▶ **Material for this task**
--------------------

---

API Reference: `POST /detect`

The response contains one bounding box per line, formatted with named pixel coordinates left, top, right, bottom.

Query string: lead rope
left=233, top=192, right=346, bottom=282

--------------------

▶ **Exercise objective**
Your response should consist of the data above, duplicated exactly.

▶ **Finished task**
---

API Reference: `POST /detect`

The response contains one bounding box per line, formatted with named pixel coordinates left, top, right, bottom.

Query string: lead rope
left=233, top=192, right=346, bottom=282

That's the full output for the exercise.